▶ [Task]: Reproduce the following lines word for word, omitting the pictures from your reply.

▶ [Task material]:
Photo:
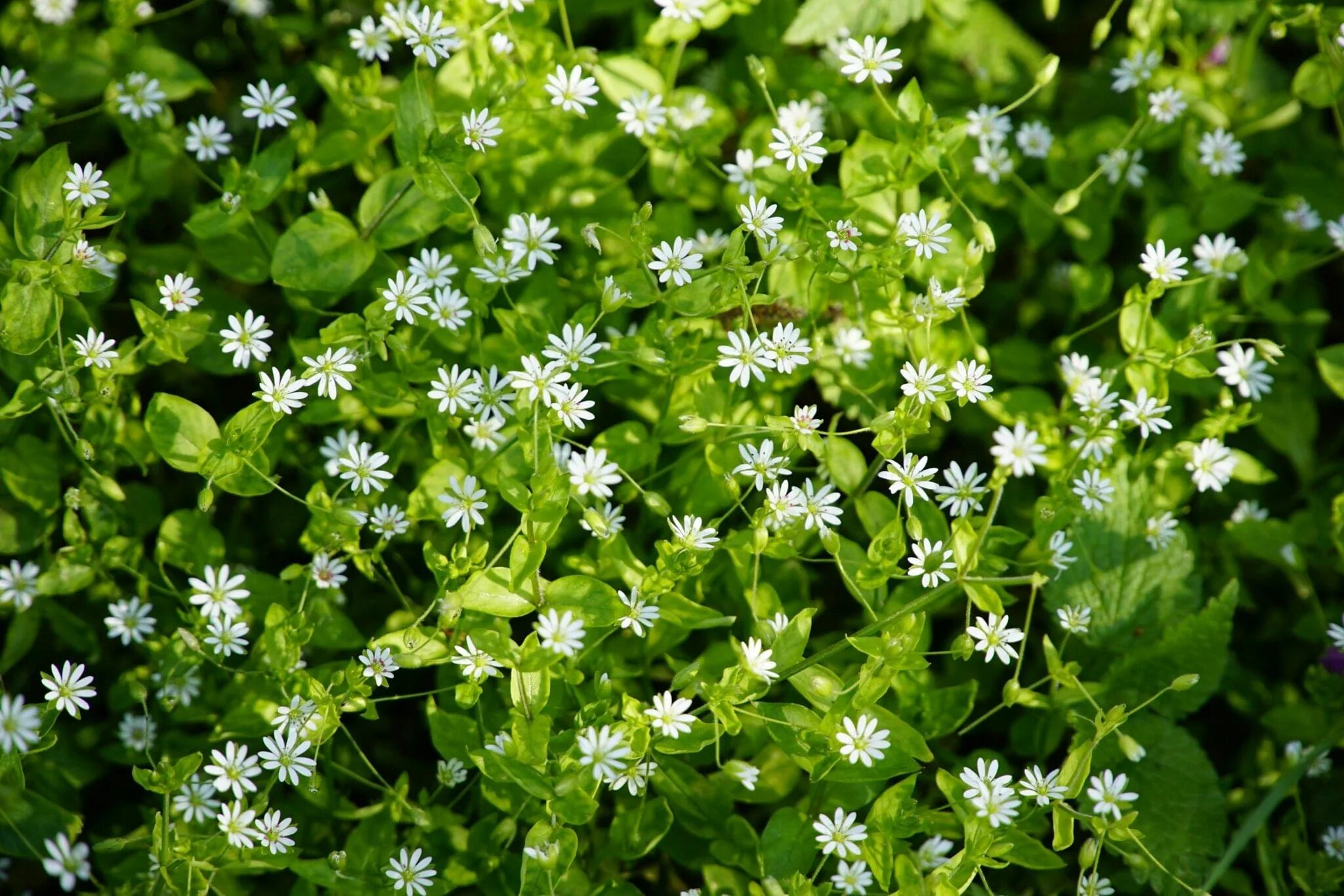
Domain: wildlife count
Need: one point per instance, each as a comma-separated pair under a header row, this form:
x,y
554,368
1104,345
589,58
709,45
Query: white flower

▶ [Result]:
Photo:
Domain: wildlife count
Need: one point per instance, each as a comma-separated pair under a header row, this form:
x,y
554,368
1104,345
589,58
709,45
Query: white flower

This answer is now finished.